*Natural language region descriptions*:
------------------------

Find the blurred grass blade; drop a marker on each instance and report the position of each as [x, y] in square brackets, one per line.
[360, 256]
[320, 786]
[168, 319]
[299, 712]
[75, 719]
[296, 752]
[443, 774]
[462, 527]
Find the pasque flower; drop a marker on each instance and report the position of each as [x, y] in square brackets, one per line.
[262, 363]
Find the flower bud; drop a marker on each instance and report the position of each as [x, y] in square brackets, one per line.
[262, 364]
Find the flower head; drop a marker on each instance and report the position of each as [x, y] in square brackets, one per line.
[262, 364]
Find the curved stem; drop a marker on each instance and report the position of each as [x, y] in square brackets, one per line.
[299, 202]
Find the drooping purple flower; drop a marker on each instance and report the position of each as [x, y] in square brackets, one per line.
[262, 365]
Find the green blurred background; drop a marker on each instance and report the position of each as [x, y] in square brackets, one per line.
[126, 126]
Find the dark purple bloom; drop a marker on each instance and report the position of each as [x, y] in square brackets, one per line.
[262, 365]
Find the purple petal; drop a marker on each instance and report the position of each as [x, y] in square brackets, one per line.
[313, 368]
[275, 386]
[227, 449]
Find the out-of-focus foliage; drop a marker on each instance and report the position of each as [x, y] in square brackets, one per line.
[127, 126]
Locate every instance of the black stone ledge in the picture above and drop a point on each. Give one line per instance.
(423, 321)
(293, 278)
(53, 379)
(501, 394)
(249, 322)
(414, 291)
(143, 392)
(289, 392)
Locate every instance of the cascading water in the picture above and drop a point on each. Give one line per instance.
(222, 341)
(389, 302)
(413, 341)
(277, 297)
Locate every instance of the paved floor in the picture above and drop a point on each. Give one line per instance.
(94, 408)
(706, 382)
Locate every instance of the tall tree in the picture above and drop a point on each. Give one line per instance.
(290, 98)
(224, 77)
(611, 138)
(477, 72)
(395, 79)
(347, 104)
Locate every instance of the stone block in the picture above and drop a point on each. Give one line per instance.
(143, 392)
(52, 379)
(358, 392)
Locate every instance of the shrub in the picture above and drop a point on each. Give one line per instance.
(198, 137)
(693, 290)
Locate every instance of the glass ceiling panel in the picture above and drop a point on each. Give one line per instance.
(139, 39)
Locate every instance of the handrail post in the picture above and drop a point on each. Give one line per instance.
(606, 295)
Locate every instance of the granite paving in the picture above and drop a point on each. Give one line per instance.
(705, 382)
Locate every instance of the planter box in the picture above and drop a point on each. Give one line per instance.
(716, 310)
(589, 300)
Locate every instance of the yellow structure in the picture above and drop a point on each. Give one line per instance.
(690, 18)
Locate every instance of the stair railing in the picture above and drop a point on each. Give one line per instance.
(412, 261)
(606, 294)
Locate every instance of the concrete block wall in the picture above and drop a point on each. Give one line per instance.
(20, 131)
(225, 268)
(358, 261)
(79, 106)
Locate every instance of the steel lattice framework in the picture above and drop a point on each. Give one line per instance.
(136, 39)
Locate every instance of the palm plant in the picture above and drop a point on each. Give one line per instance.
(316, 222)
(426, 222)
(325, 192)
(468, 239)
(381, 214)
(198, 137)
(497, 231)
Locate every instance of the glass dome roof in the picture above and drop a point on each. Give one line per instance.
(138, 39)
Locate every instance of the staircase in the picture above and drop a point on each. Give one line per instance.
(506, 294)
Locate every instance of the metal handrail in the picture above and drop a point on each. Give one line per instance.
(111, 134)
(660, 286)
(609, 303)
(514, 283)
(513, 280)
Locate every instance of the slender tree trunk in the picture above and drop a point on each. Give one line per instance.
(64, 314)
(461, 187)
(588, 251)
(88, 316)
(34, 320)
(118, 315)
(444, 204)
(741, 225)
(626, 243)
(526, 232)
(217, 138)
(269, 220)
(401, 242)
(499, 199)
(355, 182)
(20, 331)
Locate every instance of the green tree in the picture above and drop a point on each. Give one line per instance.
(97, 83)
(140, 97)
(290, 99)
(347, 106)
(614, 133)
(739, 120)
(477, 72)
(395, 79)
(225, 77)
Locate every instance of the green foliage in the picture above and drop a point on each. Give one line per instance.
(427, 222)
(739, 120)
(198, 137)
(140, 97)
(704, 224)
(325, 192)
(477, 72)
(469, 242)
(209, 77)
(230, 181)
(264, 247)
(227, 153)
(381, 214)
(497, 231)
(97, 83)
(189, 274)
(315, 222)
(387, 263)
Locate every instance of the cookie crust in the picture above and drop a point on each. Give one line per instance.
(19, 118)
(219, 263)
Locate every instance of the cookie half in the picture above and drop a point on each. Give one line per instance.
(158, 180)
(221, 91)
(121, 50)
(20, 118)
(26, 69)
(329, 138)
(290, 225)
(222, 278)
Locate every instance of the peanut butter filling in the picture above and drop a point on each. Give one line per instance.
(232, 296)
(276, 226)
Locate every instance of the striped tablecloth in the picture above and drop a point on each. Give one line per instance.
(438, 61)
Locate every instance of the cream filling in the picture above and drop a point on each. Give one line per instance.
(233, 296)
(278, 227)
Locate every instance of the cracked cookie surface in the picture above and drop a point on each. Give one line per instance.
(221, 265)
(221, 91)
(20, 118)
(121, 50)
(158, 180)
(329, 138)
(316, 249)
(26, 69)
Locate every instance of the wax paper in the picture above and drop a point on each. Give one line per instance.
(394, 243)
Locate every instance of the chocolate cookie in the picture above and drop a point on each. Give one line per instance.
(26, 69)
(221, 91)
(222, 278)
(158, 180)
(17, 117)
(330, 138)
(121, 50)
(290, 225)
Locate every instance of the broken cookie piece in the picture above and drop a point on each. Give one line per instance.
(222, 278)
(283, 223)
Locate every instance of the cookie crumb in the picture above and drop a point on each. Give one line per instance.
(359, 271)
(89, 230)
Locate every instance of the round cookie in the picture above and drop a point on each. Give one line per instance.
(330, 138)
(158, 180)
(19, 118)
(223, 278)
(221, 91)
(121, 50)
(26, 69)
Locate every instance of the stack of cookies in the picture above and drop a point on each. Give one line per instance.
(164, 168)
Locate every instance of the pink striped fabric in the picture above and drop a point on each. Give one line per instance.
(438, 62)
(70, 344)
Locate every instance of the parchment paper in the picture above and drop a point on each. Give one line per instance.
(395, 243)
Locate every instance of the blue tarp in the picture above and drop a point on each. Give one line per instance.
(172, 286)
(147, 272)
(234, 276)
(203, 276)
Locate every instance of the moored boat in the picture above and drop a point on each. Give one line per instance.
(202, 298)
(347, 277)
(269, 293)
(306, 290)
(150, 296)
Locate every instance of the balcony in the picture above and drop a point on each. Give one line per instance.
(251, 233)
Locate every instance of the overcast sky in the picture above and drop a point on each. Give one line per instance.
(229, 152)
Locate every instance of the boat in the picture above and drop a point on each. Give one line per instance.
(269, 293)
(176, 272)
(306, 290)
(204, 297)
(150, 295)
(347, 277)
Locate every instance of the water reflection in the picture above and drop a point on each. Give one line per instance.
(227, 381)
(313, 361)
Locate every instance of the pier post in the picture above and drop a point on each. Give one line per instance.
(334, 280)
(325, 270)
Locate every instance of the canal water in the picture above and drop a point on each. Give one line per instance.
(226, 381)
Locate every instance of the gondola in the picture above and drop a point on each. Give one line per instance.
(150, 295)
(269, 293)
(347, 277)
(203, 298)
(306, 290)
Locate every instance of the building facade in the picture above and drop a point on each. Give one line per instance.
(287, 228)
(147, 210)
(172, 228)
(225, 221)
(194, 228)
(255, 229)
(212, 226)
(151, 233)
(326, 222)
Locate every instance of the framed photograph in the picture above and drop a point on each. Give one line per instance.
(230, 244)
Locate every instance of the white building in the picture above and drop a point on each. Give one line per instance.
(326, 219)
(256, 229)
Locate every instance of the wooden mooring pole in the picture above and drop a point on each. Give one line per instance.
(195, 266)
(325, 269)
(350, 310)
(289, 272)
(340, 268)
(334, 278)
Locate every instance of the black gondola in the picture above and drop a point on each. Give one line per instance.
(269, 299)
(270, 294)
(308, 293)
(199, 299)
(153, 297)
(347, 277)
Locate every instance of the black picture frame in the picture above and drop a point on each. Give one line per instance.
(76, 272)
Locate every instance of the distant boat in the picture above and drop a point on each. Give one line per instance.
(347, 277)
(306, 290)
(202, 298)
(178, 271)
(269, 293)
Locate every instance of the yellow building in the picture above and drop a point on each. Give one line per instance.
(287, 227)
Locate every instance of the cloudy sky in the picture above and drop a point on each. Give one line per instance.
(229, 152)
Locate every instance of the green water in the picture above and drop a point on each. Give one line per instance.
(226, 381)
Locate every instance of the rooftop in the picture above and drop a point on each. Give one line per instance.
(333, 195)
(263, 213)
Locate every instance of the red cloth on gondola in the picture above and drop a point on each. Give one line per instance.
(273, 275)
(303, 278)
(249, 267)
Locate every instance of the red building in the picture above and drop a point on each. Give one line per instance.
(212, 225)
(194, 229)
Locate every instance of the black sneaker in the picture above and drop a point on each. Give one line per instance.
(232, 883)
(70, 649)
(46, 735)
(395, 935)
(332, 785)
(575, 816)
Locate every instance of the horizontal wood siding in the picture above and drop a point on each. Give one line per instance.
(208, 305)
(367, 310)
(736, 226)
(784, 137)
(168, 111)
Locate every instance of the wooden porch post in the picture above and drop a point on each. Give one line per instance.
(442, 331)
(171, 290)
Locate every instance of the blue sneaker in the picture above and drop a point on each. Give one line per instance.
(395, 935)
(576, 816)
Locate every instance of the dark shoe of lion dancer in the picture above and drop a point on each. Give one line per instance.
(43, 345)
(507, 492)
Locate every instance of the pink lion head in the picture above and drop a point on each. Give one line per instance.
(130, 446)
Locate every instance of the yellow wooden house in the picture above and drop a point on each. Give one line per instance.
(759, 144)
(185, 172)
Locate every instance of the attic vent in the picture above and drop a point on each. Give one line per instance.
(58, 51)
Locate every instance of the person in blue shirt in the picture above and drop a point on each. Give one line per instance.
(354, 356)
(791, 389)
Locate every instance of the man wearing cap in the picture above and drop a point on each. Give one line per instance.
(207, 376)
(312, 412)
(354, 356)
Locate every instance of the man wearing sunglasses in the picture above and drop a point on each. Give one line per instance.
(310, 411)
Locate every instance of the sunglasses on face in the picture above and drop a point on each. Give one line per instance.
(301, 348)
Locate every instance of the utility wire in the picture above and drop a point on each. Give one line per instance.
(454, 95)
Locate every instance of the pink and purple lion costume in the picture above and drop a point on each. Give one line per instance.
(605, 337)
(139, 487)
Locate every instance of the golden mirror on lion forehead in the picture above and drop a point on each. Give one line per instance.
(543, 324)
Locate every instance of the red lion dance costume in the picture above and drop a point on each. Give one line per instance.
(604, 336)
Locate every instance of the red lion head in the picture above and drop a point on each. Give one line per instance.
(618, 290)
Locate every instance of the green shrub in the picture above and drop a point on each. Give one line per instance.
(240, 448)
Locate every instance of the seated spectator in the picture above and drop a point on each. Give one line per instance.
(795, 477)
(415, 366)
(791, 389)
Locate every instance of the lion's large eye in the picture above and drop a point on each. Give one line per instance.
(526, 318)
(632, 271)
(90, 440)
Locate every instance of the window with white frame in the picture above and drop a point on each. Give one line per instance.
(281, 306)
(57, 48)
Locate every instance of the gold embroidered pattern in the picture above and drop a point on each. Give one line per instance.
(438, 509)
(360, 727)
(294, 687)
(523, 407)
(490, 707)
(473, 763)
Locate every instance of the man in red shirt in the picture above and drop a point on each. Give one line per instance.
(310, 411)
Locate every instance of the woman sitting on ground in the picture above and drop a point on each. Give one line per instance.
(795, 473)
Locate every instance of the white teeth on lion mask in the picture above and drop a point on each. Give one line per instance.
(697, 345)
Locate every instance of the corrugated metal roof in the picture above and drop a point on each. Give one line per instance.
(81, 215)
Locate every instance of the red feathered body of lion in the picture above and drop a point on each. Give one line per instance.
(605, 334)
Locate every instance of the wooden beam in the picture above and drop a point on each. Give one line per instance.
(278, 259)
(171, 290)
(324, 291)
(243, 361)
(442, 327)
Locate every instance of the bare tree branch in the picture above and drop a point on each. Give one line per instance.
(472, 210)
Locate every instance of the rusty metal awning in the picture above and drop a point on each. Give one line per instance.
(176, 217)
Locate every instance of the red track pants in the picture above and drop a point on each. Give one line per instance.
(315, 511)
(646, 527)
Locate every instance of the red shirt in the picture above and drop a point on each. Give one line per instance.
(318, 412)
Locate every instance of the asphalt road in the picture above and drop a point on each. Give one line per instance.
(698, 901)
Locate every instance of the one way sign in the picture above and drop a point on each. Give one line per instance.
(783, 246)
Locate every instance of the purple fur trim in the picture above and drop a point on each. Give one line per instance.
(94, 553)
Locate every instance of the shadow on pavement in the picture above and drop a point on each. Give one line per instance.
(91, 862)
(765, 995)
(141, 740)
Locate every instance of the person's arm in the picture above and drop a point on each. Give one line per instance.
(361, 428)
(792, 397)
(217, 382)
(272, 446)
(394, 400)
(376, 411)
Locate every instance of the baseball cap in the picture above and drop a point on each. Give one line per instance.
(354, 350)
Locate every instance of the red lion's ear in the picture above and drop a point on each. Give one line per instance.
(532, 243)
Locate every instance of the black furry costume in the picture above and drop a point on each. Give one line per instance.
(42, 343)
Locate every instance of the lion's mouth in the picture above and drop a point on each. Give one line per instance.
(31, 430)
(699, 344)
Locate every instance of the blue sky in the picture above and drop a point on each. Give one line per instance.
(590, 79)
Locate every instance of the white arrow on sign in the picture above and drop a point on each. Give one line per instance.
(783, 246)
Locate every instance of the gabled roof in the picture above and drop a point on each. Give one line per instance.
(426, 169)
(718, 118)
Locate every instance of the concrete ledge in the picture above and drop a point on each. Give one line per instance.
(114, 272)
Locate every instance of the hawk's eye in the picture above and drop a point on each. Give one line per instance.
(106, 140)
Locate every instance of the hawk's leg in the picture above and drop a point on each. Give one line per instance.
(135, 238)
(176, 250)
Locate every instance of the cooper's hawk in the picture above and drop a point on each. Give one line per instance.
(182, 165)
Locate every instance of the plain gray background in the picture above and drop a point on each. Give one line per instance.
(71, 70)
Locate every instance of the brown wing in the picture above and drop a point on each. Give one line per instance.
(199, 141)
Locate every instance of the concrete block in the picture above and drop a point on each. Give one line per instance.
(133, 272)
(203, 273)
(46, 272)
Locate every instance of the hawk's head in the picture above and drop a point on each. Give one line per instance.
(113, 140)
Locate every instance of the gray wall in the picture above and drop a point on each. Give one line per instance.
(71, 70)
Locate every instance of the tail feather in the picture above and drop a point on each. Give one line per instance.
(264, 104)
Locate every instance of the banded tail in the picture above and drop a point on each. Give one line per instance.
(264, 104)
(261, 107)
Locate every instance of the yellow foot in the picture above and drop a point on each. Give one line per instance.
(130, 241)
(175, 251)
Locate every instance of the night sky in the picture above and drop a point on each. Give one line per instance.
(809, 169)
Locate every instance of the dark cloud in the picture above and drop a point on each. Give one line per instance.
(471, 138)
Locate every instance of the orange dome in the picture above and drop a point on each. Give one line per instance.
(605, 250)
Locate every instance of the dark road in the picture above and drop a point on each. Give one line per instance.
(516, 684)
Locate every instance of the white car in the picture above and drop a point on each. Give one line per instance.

------------------------

*Assigned task*: Your answer should hold the line with "Locate every instance of the cooper's" and each line after it to the end of the data, retyped exactly. Include no other lines.

*Completed task*:
Locate every instance of the cooper's hawk in the picture above and drop a point on each. Give one line per instance.
(182, 165)
Locate every instance of the plain gray background in the picture above and drop a point on each. Give one line per instance.
(71, 70)
Locate every instance of the brown wing in the picture above and drop a point on each. Give one line per instance.
(199, 141)
Locate every instance of the concrete block in the picture above and drop a point on each. Give one line per instance.
(133, 272)
(203, 273)
(46, 272)
Locate every instance of the hawk's head in the picture above and drop a point on each. Give one line per instance.
(113, 140)
Locate every instance of the gray wall in the picture above and drop a point on each. Give one line per instance.
(71, 70)
Locate every instance of the tail feather in the picture above and drop a point on each. Give one line per instance.
(264, 104)
Locate every instance of the banded tail in the picture above and drop a point on each. Give one line per instance.
(264, 104)
(261, 107)
Locate every instance of the yellow foot in the picture above and drop a point on each. Give one line per instance.
(130, 241)
(175, 251)
Locate every instance of the night sky in the picture above and drop a point on each. Give one line per instance.
(809, 169)
Locate every instance of the dark cloud in the picture above and drop a point on each. Give one line per instance.
(471, 138)
Locate every instance of the orange dome in the picture above and drop a point on each. Give one line per instance.
(605, 250)
Locate every instance of the dark road in the picture above and drop a point on each. Give one line per instance.
(516, 684)
Locate every instance of the white car in the picture above and drop a point on each. Give one line per instance.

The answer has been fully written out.